#### [Records shown]
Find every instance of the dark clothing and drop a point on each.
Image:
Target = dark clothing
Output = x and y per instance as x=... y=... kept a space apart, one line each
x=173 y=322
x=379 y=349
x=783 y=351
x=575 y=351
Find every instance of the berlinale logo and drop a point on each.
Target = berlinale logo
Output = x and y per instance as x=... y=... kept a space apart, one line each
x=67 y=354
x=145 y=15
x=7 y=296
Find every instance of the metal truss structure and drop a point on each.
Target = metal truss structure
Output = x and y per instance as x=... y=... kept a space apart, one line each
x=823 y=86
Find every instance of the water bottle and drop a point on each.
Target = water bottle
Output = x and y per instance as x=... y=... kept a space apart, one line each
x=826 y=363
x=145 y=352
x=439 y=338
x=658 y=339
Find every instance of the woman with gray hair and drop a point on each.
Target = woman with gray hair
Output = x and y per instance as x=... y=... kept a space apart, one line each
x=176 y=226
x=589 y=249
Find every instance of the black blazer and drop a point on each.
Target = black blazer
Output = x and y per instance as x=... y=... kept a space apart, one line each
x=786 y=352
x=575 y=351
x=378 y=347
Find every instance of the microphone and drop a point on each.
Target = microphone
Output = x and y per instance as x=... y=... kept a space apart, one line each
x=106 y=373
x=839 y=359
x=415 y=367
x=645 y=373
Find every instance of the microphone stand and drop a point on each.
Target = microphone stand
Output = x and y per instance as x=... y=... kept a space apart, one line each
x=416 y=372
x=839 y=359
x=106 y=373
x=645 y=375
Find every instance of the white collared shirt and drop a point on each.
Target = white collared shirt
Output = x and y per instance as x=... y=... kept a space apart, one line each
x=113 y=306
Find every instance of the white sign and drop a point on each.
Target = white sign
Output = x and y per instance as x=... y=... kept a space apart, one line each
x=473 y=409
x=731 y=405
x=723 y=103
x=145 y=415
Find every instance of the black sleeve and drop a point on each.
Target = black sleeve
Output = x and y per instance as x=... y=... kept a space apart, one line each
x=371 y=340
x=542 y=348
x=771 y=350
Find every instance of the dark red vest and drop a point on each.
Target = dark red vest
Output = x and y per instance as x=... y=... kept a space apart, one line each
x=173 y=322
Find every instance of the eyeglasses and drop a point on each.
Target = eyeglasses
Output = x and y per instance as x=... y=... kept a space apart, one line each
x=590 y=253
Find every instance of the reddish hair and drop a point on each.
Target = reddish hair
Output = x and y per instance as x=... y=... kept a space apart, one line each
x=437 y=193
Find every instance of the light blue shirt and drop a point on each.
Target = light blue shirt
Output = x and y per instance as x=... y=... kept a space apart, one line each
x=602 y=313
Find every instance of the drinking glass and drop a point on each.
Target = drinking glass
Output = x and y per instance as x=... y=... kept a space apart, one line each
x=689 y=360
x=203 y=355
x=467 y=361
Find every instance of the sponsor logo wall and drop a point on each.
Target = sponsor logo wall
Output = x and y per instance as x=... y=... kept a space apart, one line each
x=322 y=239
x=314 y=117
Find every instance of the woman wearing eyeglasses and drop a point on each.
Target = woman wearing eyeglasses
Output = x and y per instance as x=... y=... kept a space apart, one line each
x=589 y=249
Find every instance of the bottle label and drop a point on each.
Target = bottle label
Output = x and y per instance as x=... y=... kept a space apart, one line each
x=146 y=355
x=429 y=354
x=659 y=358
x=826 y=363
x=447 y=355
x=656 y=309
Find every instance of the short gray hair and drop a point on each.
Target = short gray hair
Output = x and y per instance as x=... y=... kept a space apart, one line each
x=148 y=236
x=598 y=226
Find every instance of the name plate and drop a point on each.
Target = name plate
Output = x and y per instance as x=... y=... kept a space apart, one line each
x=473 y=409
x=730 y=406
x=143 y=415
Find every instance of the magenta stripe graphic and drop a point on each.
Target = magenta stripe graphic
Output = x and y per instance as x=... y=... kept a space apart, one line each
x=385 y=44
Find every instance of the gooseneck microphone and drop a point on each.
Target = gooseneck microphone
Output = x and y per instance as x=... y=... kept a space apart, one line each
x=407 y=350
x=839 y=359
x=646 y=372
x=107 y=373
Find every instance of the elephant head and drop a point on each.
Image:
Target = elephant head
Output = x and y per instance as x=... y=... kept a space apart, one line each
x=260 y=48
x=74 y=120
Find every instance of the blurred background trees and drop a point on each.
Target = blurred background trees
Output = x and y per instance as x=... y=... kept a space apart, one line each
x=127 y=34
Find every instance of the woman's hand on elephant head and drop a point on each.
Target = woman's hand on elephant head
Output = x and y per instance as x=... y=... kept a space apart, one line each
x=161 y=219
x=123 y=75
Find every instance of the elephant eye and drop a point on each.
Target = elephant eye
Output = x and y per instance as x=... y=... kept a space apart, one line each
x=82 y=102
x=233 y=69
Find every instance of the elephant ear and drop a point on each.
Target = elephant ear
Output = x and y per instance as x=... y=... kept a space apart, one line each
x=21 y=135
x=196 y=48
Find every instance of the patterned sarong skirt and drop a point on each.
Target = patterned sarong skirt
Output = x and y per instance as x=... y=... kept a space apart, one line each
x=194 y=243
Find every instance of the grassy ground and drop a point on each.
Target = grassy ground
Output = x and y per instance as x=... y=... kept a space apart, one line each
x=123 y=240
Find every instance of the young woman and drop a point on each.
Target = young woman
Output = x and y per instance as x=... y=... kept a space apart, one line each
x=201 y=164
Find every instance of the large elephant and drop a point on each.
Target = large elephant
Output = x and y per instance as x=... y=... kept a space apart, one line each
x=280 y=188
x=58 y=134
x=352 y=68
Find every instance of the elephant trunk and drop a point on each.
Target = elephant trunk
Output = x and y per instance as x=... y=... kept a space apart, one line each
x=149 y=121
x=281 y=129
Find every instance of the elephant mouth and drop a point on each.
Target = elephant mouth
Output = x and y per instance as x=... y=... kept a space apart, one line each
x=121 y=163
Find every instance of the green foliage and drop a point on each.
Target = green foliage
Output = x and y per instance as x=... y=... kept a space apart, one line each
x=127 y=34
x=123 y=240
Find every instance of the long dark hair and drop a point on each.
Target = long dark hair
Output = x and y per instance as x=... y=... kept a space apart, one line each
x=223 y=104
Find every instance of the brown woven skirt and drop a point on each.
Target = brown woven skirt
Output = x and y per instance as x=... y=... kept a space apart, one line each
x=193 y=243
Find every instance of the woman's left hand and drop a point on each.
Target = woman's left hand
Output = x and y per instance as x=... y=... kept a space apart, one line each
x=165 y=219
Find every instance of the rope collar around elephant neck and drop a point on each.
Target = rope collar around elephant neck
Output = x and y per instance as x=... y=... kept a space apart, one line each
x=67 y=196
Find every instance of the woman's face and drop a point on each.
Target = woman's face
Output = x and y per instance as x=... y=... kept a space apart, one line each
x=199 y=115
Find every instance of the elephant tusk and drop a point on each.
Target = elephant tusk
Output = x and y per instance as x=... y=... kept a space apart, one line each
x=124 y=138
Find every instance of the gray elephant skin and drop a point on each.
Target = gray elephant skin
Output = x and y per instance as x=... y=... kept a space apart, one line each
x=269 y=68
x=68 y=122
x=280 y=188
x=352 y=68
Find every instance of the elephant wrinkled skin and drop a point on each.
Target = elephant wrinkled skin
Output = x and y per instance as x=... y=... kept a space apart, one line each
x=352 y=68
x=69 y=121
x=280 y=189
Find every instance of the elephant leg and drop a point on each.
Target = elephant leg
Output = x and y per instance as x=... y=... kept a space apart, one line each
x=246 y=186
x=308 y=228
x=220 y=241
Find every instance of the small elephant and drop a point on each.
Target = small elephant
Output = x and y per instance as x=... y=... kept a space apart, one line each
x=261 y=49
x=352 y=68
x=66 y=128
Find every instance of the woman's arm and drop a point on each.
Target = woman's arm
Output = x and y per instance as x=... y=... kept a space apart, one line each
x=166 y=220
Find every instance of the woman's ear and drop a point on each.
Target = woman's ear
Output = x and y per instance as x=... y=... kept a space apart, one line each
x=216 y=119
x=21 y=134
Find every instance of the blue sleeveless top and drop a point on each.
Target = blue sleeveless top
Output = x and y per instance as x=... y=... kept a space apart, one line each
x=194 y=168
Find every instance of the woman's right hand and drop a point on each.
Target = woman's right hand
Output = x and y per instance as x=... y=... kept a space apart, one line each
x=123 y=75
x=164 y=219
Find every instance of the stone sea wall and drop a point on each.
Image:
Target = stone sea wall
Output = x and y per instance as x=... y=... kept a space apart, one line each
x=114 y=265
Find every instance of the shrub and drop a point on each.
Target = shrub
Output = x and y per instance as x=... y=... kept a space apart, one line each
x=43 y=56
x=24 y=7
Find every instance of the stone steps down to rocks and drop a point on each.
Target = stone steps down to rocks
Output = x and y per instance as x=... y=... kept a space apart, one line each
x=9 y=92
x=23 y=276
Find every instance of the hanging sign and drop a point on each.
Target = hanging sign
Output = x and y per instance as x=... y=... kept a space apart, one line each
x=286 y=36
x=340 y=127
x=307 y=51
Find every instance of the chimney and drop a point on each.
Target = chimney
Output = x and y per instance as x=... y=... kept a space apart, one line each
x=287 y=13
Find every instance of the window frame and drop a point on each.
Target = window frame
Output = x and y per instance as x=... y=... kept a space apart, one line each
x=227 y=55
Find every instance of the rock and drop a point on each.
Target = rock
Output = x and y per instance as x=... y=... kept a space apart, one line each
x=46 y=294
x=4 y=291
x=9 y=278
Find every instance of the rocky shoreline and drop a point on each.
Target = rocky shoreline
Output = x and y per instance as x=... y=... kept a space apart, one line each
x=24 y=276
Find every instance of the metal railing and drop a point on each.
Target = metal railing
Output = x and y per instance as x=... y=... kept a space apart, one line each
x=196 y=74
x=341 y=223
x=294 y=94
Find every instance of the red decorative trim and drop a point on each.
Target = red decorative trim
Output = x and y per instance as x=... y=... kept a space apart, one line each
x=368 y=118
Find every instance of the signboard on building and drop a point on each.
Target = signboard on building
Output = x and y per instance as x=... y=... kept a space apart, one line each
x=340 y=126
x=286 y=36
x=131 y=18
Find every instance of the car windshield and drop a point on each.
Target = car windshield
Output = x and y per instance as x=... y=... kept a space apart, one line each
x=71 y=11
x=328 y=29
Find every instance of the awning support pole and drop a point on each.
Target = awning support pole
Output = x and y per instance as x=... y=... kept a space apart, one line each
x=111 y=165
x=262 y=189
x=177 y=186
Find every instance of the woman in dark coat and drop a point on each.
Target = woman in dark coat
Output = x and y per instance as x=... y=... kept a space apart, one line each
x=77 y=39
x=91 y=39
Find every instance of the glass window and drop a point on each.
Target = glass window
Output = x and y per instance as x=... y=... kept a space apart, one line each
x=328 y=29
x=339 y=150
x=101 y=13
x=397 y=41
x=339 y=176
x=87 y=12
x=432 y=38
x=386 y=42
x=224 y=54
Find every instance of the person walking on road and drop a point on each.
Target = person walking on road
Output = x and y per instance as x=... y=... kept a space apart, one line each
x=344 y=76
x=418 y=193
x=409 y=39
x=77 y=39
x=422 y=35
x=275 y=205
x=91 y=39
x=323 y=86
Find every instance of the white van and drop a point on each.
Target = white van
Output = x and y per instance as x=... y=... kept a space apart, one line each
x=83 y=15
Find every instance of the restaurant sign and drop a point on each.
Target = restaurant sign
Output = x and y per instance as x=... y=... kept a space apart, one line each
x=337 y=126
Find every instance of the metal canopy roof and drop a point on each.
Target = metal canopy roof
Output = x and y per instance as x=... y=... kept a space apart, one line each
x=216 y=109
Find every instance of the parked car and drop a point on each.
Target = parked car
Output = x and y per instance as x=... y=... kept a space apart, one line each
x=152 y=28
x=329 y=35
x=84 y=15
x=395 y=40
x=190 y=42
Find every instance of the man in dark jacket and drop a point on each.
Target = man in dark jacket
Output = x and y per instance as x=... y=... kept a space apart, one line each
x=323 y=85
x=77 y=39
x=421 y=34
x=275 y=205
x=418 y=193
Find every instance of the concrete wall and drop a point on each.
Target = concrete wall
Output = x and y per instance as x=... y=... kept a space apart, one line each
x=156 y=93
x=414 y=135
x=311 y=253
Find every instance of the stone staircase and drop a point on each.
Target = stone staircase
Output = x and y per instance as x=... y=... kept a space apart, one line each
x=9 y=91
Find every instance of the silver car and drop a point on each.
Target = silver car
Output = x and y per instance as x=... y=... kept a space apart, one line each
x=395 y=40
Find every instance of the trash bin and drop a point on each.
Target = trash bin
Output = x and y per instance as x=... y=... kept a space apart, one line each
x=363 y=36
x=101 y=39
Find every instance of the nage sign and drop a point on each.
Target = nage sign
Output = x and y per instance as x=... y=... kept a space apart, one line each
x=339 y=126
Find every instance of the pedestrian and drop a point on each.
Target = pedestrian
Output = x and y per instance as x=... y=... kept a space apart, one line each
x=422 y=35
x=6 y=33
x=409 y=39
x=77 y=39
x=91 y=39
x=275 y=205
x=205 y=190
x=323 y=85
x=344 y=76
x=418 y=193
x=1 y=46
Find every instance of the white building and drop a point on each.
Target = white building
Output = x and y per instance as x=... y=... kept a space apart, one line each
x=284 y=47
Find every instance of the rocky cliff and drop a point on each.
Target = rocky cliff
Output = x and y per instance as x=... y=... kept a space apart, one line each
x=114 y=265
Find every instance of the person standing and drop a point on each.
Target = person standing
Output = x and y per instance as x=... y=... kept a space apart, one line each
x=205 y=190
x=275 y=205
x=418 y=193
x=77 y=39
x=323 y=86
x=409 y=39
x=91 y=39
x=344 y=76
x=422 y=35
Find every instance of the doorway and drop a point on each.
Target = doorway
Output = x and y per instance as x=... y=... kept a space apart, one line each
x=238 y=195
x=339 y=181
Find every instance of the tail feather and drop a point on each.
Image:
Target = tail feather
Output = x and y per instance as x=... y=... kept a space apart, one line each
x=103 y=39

#### [Written request]
Write out the records again, starting at the line that has "Find every instance of the rocky cliff" and continuing through the end of the records. Swap "doorway" for "archway" and leave everything else unchanged.

#### [Exercise answer]
Find every instance of the rocky cliff and drop a point on each.
Target = rocky cliff
Output = x and y per instance as x=... y=... kept a space apart, one line each
x=114 y=265
Find every instance of the person standing and drop a point on each.
Target = person standing
Output = x and y per instance as x=... y=... kept a space apart, one line each
x=205 y=190
x=275 y=205
x=418 y=193
x=77 y=39
x=323 y=86
x=409 y=39
x=91 y=39
x=344 y=76
x=422 y=35
Find every instance of the archway and drop a point on each.
Target = archway
Output = x and y per instance as x=... y=... kept a space apart, one line each
x=238 y=195
x=339 y=181
Find every instance of the tail feather and drop a point on each.
Image:
Target = tail feather
Output = x and y per instance as x=... y=... kept a space apart, one line each
x=103 y=39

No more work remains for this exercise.